ORTA ASYA GÜVENLİK SORUNLARI VE NATO’YA YANSIMALARI, BÖLÜM 1
Tayfun ÇELİK*
* TSK mensubu,
tayfunfile@yahoo.com
ÖZET
Orta Asya ülkelerinin geçmişten kalan sorunlarını kısa sürede çözüme
kavuşturmaları olanaksız görülmektedir. Sınır sorunları ve etnik sorunlar
geçmişten itibaren ulusal bilincin yaratılmasının önüne geçmektedir. Ülkeler
arasındaki su sorunu, uyuşturucu ve dine dayalı sorunlar ilişkilerin
derinleşmesini her zaman engelleme potansiyeline sahiptir. Orta Asya sorunları
günümüzde yaygınlaşan asimetrik tehditler olarak belirmekte, özellikle de yakın
zamana kadar nispeten bölgesel bir olgu olarak algılanan terörizmin, dünya
çapında algılanmasına katkısı bulunmaktadır. Bölgesel İşbirliği Örgütleri belirli
bir tarihsel süreç içinde geliştirilmiş ve bu sorunlara çözüm bulmaya çalışmıştır.
Bu örgütlerin en önemlisi olan Şanghay İşbirliği Örgütü’nün, küresel alanda
belirleyici unsur olarak yerini alabilmesi ise zaman alacaktır. Diğer taraftan
bölgenin önemli enerji kaynaklarına sahip olması ise, AB ve ABD’nin bölgeye
ilgisini arttıran önemli nedenlerinden birini teşkil etmektedir. Bu kapsamda
NATO’nun bölgede bulunması ve askeri kanadı ile başlatılan çözüm süreci,
NATO’nun geleceğini belirleyecek önemli bir unsur olmaktadır. NATO’nun, BM,
AGİT, AB, bölge ülkeleriyle ve ŞİÖ ile ikili işbirliğini geliştirmesi kaçınılmaz olacaktır.

→ Kaynak Alıntısı:
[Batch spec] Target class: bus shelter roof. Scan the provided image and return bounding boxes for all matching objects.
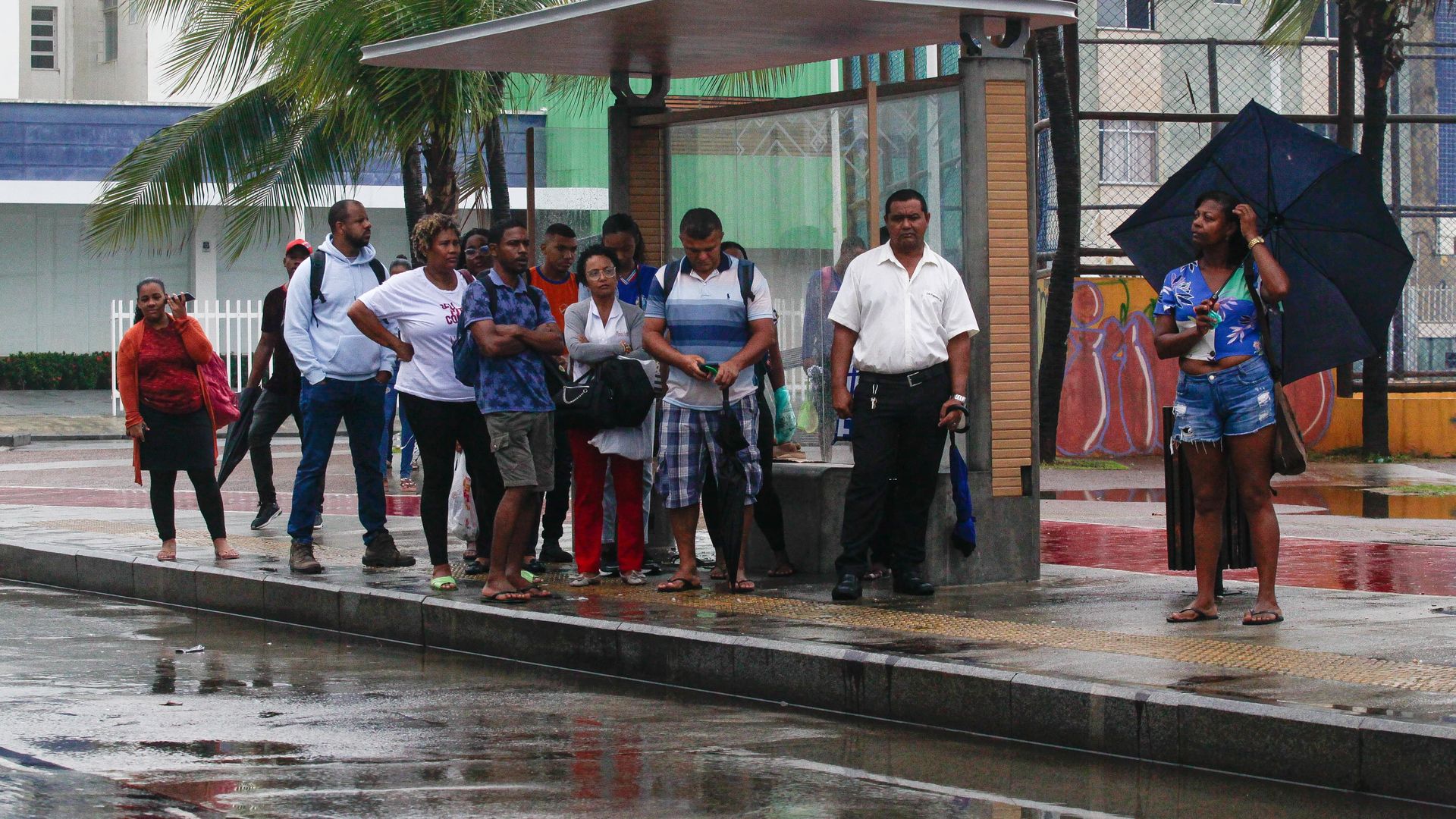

→ Yapılacak İşler:
a. Orta Asya güvenlik sorunlarını ele alan metne dayanarak şu soruları yanıtlayın:
(i) Sınır sorunları ve etnik sorunlar geçmişten itibaren neyin önüne geçmektedir?
(ii) Bölgesel işbirliği örgütlerinin en önemlisi olarak hangi örgüt anılmaktadır?
(iii) AB ve ABD'nin bölgeye ilgisini artıran önemli nedenlerden biri nedir?
b. Orta Asya güvenlik sorunlarını ele alan metni son cümlesinden sonra devam ettirin.

→ Çözülmüş Görevler:
a.
(i) Ulusal bilincin yaratılmasının önüne geçmektedir.
(ii) Şanghay İşbirliği Örgütü anılmaktadır.
(iii) Bölgenin önemli enerji kaynaklarına sahip olmasıdır.

b.
1. GİRİŞ
Sovyetler Birliği’nin dağılması, Orta Asya’daki bağımsız devletlerin
uluslararası sisteme entegrasyonunu sağlarken, bölgede yeni güvenlik
sorunlarının ortaya çıkmasına da sebep olmuştur. Soğuk Savaş’ın bitmesi ile
uluslararası sistemde meydana gelen değişmelere paralel olarak güvenlik
kavramının da boyutları değişmiş, Sert Güvenliğe (Hard Security) yapılan vurgu
geri plana itilirken, Yumuşak Güvenlik (Soft Security) ön plana çıkmaya
başlamıştır. Yumuşak Güvenlik yaklaşımı çerçevesinde incelen Asya’nın
güvenlik sorunları; sınır sorunları, kimlik ve etnik sorunlar, radikal dini akımlar,
terörizm, su sorunu, uyuşturucu kaçakçılığı ve enerji sorunu olarak belirmiştir.
Orta Asya ülkelerinde ve Afganistan’da bulunan mevcut sorunlar, bölgenin
güvenliğinin sağlanmasında istismarlara açık bir boyutta bulunmaktadır. Bölgede petrol, doğalgaz ve uranyum gibi enerji kaynaklarının bulunması ve bunlar üzerinde kontrol mücadelesi ise her zaman bu güvenlik unsurunu sıcak tutmuştur. AB’nin, bölgede var olan gerek enerji kaynaklarına gerekse yine enerji kapsamında Rusya’ya olan ihtiyacı ve Orta Asya enerji kaynaklarının
paylaşımında ABD ile bölgenin diğer başat ülkelerinin rekabeti önemsenecek
hususlardır. Dolayısıyla bahsi geçen konuların aşılmasında, hâlihazırda bölgede
bulunan NATO’nun katkıları aşikârdır.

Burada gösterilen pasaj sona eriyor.